> _Your task_: Leave out the pictures and return every entry exactly as it appears.

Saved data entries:
****

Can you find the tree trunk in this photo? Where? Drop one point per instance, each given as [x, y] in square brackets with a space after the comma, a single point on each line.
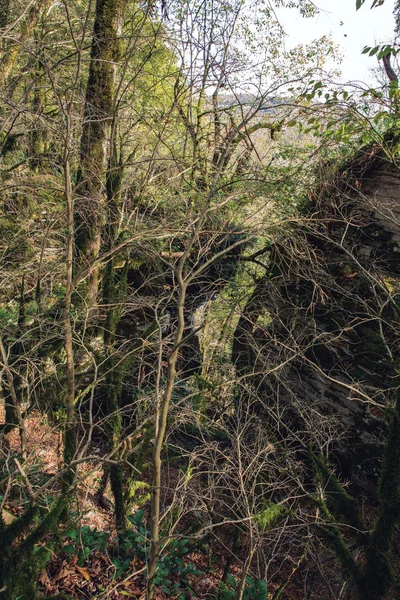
[99, 106]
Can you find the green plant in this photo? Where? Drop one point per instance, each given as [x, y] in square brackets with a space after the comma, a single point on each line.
[84, 541]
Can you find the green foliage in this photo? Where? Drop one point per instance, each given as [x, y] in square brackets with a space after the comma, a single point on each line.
[268, 516]
[84, 541]
[342, 505]
[172, 569]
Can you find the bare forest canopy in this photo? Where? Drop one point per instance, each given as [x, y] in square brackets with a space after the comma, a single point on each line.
[199, 306]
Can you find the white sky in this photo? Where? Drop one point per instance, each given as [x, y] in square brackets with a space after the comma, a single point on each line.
[365, 27]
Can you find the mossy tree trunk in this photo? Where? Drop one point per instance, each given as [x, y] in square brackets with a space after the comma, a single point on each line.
[90, 207]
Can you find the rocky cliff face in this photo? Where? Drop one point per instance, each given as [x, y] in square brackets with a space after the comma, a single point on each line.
[328, 355]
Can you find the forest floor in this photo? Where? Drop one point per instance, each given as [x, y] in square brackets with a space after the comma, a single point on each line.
[89, 568]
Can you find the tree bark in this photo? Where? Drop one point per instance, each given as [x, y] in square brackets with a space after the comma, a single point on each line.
[98, 113]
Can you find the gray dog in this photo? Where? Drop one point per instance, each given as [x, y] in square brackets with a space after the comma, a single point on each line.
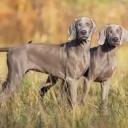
[66, 61]
[102, 62]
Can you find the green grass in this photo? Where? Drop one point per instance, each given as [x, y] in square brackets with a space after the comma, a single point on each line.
[25, 109]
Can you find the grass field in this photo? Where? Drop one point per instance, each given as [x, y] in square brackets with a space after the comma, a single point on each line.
[25, 109]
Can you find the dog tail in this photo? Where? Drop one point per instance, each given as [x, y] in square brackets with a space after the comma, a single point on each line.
[5, 49]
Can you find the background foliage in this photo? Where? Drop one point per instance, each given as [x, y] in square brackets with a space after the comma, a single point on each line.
[48, 21]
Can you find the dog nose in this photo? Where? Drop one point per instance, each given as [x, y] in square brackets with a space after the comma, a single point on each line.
[83, 32]
[115, 39]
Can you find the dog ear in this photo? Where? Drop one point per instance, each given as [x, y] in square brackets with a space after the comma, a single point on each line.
[102, 35]
[124, 36]
[72, 31]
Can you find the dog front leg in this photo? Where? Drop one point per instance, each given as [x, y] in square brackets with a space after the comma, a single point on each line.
[104, 95]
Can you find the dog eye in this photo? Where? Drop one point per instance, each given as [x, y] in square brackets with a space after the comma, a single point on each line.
[80, 24]
[88, 24]
[110, 31]
[117, 30]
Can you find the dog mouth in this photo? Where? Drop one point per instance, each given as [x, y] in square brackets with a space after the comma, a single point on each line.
[83, 37]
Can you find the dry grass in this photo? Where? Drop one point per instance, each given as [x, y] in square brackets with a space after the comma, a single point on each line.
[39, 20]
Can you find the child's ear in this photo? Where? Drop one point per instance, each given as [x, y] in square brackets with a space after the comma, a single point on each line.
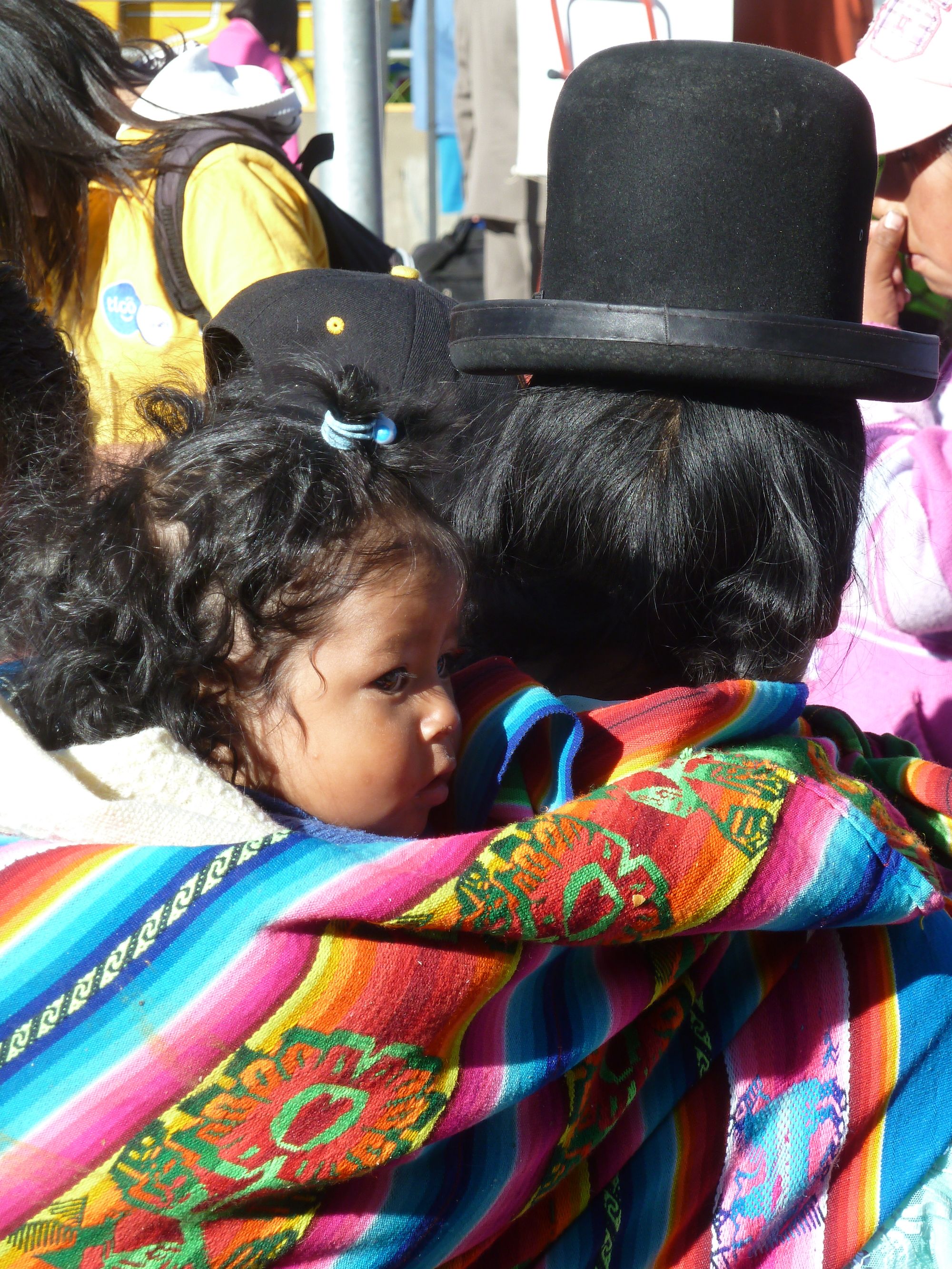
[833, 622]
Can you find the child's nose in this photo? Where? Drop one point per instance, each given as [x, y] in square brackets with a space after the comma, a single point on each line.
[442, 719]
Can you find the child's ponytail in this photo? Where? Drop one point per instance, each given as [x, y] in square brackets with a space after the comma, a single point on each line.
[178, 588]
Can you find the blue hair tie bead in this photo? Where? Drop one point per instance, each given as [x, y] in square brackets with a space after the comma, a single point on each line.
[347, 436]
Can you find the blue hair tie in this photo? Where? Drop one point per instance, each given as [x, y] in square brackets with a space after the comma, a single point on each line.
[348, 436]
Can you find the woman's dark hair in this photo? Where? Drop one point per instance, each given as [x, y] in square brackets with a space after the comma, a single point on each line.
[44, 403]
[61, 74]
[692, 541]
[173, 595]
[275, 20]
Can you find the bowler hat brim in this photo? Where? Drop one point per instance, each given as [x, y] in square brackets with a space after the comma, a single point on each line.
[577, 339]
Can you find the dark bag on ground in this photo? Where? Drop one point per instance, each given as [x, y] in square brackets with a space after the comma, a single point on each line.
[455, 263]
[349, 244]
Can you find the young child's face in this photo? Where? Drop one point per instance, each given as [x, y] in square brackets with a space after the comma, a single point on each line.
[367, 733]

****

> _Full answer_:
Can you find the tree trunk in this photo? Where? Drop one point per instance, each given as [x, y] in square brackets with a space after the comma, a single point on each line.
[99, 106]
Can you find the green plant in this photo? Where? Drop one point per instance, each given as [x, y] in square brackets with a space after the comma, a single point on each line.
[84, 541]
Can you find the green foliage in this photo? Where? Drop one point per instance, each given as [x, y] in square brackets with a space after the comma, a single point on each line.
[268, 516]
[84, 541]
[342, 505]
[172, 569]
Can you find the bare forest canopy in this photo? Where? Drop one point per instance, each given as [x, y] in square brackets with a space after the comma, a single point on each line.
[199, 306]
Can you find the white sky in this photo? Where? Drop one point per instance, each given as [x, y] in square brackets with a space after the comma, a single point on each line.
[365, 27]
Can you find the mossy tree trunk in this photo? Where? Drop one point per instance, each given as [x, y] in square brackets with a space after the comma, a single point on each line.
[90, 207]
Can you find the rocky cliff face in this photo? Where? Drop one point per instance, each given as [x, y] in square brackets with a space after the comma, a single point on each line.
[328, 355]
Can you find the forest floor in this photo? Where? Drop one point per instance, each given as [x, y] in square brackets with a space after the comma, a single point on each line.
[89, 568]
Can you find the tree bark in this photo? Where? Drop one point per instance, each given as [x, y] in square brackets with a space after the comma, a single point on each line.
[98, 113]
Can you find the gray dog in this photo? Where? Drop one point per instance, each given as [x, y] in square brackets with a space after the comma, a single point on each line.
[66, 61]
[102, 62]
Can you find the green grass in this photo? Where? Drop one point per instance, each given as [x, y] in square brackets with a space after the comma, a single point on each line.
[25, 109]
Can you find the grass field in this photo? Where? Drop one point per instance, each given as [x, y] in square brackets with a space after the comma, a single point on each line.
[25, 109]
Can you find the dog tail in this photo? Where? Drop one point per instance, each given as [x, y] in square brackets with a space after the comma, a single point on each line.
[5, 49]
Can you find the background foliage in this photo? Where? Drop one point per instance, each given as [x, y] in square brackets with a space after the comma, a single point on each line.
[48, 21]
Can you find the dog nose in this photo? Where? Drop one point per instance, each given as [x, y] in square brackets with a space after the comma, a single point on each line.
[83, 32]
[115, 39]
Can you find the dog ear in this photo? Where? Drop one point per instance, each given as [x, y] in square brackets with a space after the comma, a single point on each line.
[102, 35]
[124, 36]
[72, 31]
Can you find the dog front leg in this photo? Where? Drop one point per instance, each given as [x, y] in square brackets with a space after the comma, a single point on each line.
[104, 95]
Can you find the dog eye in this photo? Where? Drop one point per instance, each given as [x, y] in square brackets with a space after the comma, a single point on each line.
[80, 24]
[88, 24]
[110, 31]
[117, 30]
Can you find the dog mouth in this photo? Where? Drop one point per instance, each given as [x, y] in square brackets with a space after the comma, a single point on each line.
[83, 37]
Can you find the dry grass in this photo? Where? Drop one point per instance, each given as [x, y] in square brackets with a space after the comma, a single point on each line.
[39, 20]
Can you find the child's ear in this photo? Where? Drop one point per instance, each given as [x, y] in square brackets with a space after the comma, a single point on each line.
[833, 622]
Can you find the child's nose in this photo? Where? Drop one point per instance, each given as [x, y] in square brackets with a space after the comma, a single point on each line.
[442, 719]
Can you find the child's ponytail in this photo? Where? Drop one point per instance, each given as [x, y] in square brackets with a space after the comma, a single point on each line.
[178, 588]
Can you find the blue hair tie bead in this photo? Where? Drop one point per instance, each given as [x, y] in square brackets with a space after the comma, a single point on each line.
[347, 436]
Can you find the blue hair tie in this photo? Where? Drop one point per instance, each given as [x, y] in square brackets with a space after the comma, a single point on each line.
[348, 436]
Can you find the woman's dark hair in this photo? Where? Drop one point per instance, each given as [x, y] in square brackets with a space after the comma, a single point on each line.
[44, 403]
[61, 74]
[692, 541]
[173, 595]
[275, 20]
Can you find the bowler hat brim in this photo? Where? Drop one point per instance, each given as [x, y] in square brackets with a space after the comma, a single point on each line.
[577, 339]
Can you find the dark bag on ground in this photo? Where? Drop one point per instance, each given as [x, y] in square brackets with a space after the comma, a single point on each line.
[455, 263]
[349, 244]
Can you find the young child's face in this photo? Where? Drop one point per instance, each given as [x, y] in square brackets with a space after the comma, a single point on each line.
[367, 733]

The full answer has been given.